Assignment: Transcribe verbatim the portion of the article on tenure at John Carroll University starting at "The elimination of" and ending at "John Carroll community.".

Passage for review:

Segment Open

In many cases, students’ tuition and room and board payments can sustain a university’s finances, but those fees alone do not completely support a university.
Like many other universities, John Carroll has faced financial hardship in the face of a global pandemic. Even prior to the COVID-19 outbreak, the University has seen financial challenges.
“For a period of 12 consecutive years, the University has dipped into its endowment to cover costs because the amount of money it was raising from room, board and tuition didn’t cover the cost of running the institution,” said Brossmann.
In an attempt to balance the budget, the Board has decided that if John Carroll declares budgetary hardship, the University has a right to fire tenured faculty. “The University isn’t anywhere near financial exigency, we have plenty of money,” said Brossmann. “The Board wants a new threshold when determining what budgetary hardship is.”
The Board has determined new guidelines that enable them to declare a state of budgetary hardship if the University’s revenue misses the budget by 6% in a given year and the University can project that revenue will continue to dip over the next two years.
“It only has to happen one year, and they’ll claim it will happen for two more. And that would be budgetary hardship. And once you have budgetary hardship, you can fire anyone you want to fire, which means that effectively there is no more tenure at John Carroll University,” Brossmann said.
With 177 members of JCU’s faculty tenured or on the tenured track, this news is devastating for academic freedom, said Brossmann. “Tenure is the protection of academic freedom. It allows faculty to express ideas that may be controversial.”
Professors challenge students to think critically about politics, reproductive rights, sexual orientation and racism, for example. Tenured academics are able to approach these controversial topics due to the protection of tenure.
“Faculty members won’t be willing to talk about those things any more because if they irritate somebody badly enough, then that person registers a complaint. The University could fire them,” Brossmann said.
Eliminating tenure, according to Brossmann, “would fundamentally change the way faculty are willing to interact with students. It will certainly fundamentally change the way that we interact and challenge our students.”
“It will be very difficult for us to be encouraging our students to ‘go forth and set the world on fire’ because those things require students to understand the transformative role that they have in society, and to help them have a transformative role, we [the faculty] have to challenge your current assumptions. And now it’s going to be incredibly risky to do that. Our jobs are on the line if we challenge your assumptions.”
The elimination of tenure increases the likelihood that quality faculty at the University will leave. It also decreases the likelihood that quality faculty will join the John Carroll community.
“Talk about a University that advances social justice issues, and they’ve just told the faculty that if we fire you just to save money, you don’t have the right to appeal the reasons why you were fired,” said Brossmann.
Due to COVID-19 and other financial issues surrounding the University, faculty and staff alike took pay cuts that were determined depending on each individual’s salary. Those who made under $40,000 were exempt from these cuts, but those who made between $40,000 – $70,000 were deducted 5% of their pay this year. Those who made between $70,000 and $100,000 were deducted 7% of their pay. Those who made over $100,000 had 10% of their salary withheld.
“We don’t want to hurt the University,” Brossmann added. “We don’t want to go public with this because that can hurt the University. But the day you decide that you’re going to go after tenure, we will have no choice but to go public.”
Editor’s Note: This story has been updated.

Segment Closed

Available data:
Segment Open

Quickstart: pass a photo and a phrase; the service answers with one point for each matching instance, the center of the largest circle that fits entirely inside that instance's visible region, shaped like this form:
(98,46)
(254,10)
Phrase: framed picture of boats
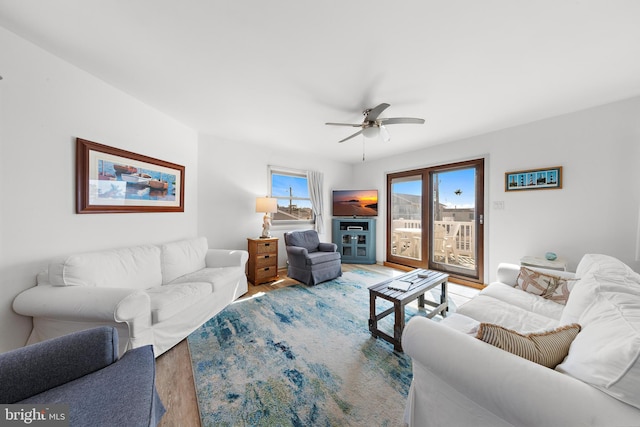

Segment Closed

Response to this task:
The elimination of tenure increases the likelihood that quality faculty at the University will leave. It also decreases the likelihood that quality faculty will join the John Carroll community.